**Required actions:**
(a) Quote the ITMO report summary below word for word, beginning at the words "Intermediate Report, Stage" and stopping after "multi-resonator device configurations.".
(b) Name every co-investigator listed in the ITMO report summary below.
(c) Carry on the summary of the Lifetune resonator report below, picking up right after its last line.

**Document excerpt:**
----------------------------------------
Intermediate Report, Stage 2 — National Research University ITMO, St. Petersburg, 2025. Cipher: 225011. Theme: “Study of the interaction of Lifetune-type resonators with electromagnetic fields created by communication networks.”
Overview
This Stage 2 technical report from ITMO University extends the mathematical modeling of the Lifetune resonator’s interaction with communication network electromagnetic fields, adds experimental thermal validation of the model, and describes the development of two measurement instruments: an EEG mock-up for brain activity registration and a WiFi field distribution mapping device. The central physics finding is that arrays of 4 or 6 resonators produce significantly greater response amplitudes than a single resonator — validating the basis for multi-resonator device configurations.
Authors and Institution
Principal Investigator: Prof. G.N. Lukyanov, Doctor of Technical Sciences, National Research University ITMO, St. Petersburg
Co-investigators: A.V. Kopyltsov (Section 1 modeling), S.L. Makharov, V.A. Prokhorev, A.A. Rassadin, M.A. Afanasiev, S.A. Dorokhov
Year: 2025 (Intermediate, Stage 2)
----------------------------------------
**Raw records:**
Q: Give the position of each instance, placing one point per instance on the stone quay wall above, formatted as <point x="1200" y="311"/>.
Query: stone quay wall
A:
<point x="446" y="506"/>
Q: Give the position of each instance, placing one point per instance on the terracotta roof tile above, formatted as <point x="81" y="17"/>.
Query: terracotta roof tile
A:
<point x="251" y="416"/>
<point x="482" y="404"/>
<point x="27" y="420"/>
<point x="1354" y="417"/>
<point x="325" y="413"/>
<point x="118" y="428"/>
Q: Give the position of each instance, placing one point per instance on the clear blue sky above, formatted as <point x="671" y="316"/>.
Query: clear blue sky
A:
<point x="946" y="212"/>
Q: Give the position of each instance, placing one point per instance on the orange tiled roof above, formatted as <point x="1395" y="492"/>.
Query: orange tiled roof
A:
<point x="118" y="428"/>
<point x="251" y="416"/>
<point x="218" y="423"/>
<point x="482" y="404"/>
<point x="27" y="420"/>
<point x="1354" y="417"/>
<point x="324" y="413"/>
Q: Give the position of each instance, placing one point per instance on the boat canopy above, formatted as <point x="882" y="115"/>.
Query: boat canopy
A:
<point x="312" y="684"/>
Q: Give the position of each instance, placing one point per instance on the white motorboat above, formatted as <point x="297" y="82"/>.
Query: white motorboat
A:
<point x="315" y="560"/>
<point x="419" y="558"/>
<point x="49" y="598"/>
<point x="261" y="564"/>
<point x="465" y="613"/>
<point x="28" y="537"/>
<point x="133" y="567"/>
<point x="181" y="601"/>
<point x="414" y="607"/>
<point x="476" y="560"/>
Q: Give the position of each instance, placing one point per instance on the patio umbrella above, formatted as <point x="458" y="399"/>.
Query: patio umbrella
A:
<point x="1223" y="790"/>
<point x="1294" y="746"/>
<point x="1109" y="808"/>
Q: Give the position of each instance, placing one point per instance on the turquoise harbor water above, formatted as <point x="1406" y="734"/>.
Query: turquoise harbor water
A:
----------------------------------------
**Final answers:**
(a)
Intermediate Report, Stage 2 — National Research University ITMO, St. Petersburg, 2025. Cipher: 225011. Theme: “Study of the interaction of Lifetune-type resonators with electromagnetic fields created by communication networks.”
Overview
This Stage 2 technical report from ITMO University extends the mathematical modeling of the Lifetune resonator’s interaction with communication network electromagnetic fields, adds experimental thermal validation of the model, and describes the development of two measurement instruments: an EEG mock-up for brain activity registration and a WiFi field distribution mapping device. The central physics finding is that arrays of 4 or 6 resonators produce significantly greater response amplitudes than a single resonator — validating the basis for multi-resonator device configurations.

(b) A.V. Kopyltsov, S.L. Makharov, V.A. Prokhorev, A.A. Rassadin, M.A. Afanasiev, S.A. Dorokhov

(c)
Volume: 44 pages, 28 figures, 1 table, 9 references
Section 1: Mathematical Modeling of Resonator Combinations
1.1 Single Resonator
The physico-mathematical model of Lifetune resonator interaction with EM radiation (previously published by the authors) was applied to compute the distribution of electric field strength across the resonator surface. Results were consistent with prior published findings, confirming the model’s predictive validity.
1.2 Four-Resonator Block (Tetragonal Configuration)
Modeling of four resonators positioned adjacent to each other (tetragonal arrangement) tested the hypothesis of inter-resonator coupling. Confirmed: the four resonators interact with each other, producing a collective response with progressive development of excitation transferred from resonator to resonator.
1.3 Combination Results
Key finding: Combinations of four and six resonators produce a significantly greater response amplitude compared to a single resonator. This provides theoretical basis for why multi-resonator configurations (Lifetune Zone Max) show stronger effects than single-resonator products.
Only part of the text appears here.